- _MATERIAL FOR THIS EXERCISE_:
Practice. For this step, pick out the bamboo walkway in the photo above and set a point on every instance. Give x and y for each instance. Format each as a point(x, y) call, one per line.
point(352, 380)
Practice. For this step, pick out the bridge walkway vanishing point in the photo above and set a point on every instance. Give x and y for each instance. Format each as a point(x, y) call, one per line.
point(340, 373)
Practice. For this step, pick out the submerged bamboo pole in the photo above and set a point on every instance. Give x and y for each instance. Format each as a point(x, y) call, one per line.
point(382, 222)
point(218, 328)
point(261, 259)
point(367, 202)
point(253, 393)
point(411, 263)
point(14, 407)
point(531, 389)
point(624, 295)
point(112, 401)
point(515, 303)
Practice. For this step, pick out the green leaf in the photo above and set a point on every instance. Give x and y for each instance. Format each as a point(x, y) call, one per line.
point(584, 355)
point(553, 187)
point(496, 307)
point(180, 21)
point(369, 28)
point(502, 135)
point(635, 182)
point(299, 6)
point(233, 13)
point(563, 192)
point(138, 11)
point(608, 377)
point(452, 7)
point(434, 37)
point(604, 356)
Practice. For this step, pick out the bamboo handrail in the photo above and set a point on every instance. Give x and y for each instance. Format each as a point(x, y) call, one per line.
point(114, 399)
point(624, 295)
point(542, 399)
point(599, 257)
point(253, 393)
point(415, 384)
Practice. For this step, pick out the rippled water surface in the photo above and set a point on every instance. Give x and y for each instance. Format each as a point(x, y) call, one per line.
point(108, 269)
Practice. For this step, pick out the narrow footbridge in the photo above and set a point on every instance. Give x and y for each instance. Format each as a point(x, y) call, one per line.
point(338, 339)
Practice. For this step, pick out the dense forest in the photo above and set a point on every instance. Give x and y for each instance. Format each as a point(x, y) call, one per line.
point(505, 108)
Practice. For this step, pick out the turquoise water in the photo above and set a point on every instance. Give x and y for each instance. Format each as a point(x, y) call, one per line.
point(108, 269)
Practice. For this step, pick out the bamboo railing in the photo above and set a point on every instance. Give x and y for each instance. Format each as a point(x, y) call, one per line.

- _WRITTEN PROBLEM_:
Put all the items above into a numbered list, leaving out any blank lines.

- _COMPLETED TASK_:
1. Practice. For this step, pick out the bamboo walkway in the photo above and set a point on every instance. Give x and y for each instance. Format each as a point(x, y) call, one per line.
2. point(352, 380)
3. Practice. For this step, pick out the bridge walkway vanishing point in the photo above and set a point on every instance. Give x and y for each instance. Format each as a point(x, y) call, one per line.
4. point(340, 373)
5. Practice. For this step, pick out the submerged bamboo pole in the photo above and set a point on every instance. Give x and y for each instance. Format each as a point(x, y) call, one per line.
6. point(382, 222)
7. point(218, 328)
8. point(261, 259)
9. point(367, 202)
10. point(253, 393)
11. point(411, 263)
12. point(14, 407)
13. point(531, 389)
14. point(624, 295)
15. point(112, 401)
16. point(515, 303)
17. Practice. For this step, pick out the green leaf in the photo above and set a point on every instance. Give x and y for each instance. Format each as a point(x, y) call, one per line.
18. point(584, 355)
19. point(553, 187)
20. point(496, 307)
21. point(180, 21)
22. point(369, 28)
23. point(502, 135)
24. point(635, 182)
25. point(299, 6)
26. point(233, 13)
27. point(563, 192)
28. point(138, 11)
29. point(608, 377)
30. point(452, 7)
31. point(434, 37)
32. point(604, 356)
33. Practice. For this step, pick out the bamboo handrail in the photo above and set a point on every instance. Give x and y for each instance. Format each as a point(x, y) call, one per line.
34. point(114, 399)
35. point(624, 295)
36. point(542, 399)
37. point(599, 257)
38. point(253, 393)
39. point(415, 384)
40. Practice. For this step, pick out the rippled water surface in the photo above and set a point on every instance. Give x and y for each instance. Format each as a point(x, y) call, one per line.
41. point(108, 269)
42. Practice. For this step, pick out the narrow footbridge in the photo above and set a point on every instance. Give x and y for each instance. Format each as a point(x, y) call, one per line.
43. point(338, 339)
44. Practice. For this step, pick out the dense forest in the photo above and set a point on every instance. Give x and y for each instance. Format each as a point(x, y) call, one per line.
45. point(505, 108)
46. Practice. For this step, pick out the turquoise water in the photo above and set a point on every instance. Give x and y for each instance. Format each as a point(x, y) call, one per line.
47. point(108, 269)
48. Practice. For this step, pick out the bamboo railing in the photo above and set a point on every instance. Give x and y for each instance. Format each as a point(x, y) call, one per line.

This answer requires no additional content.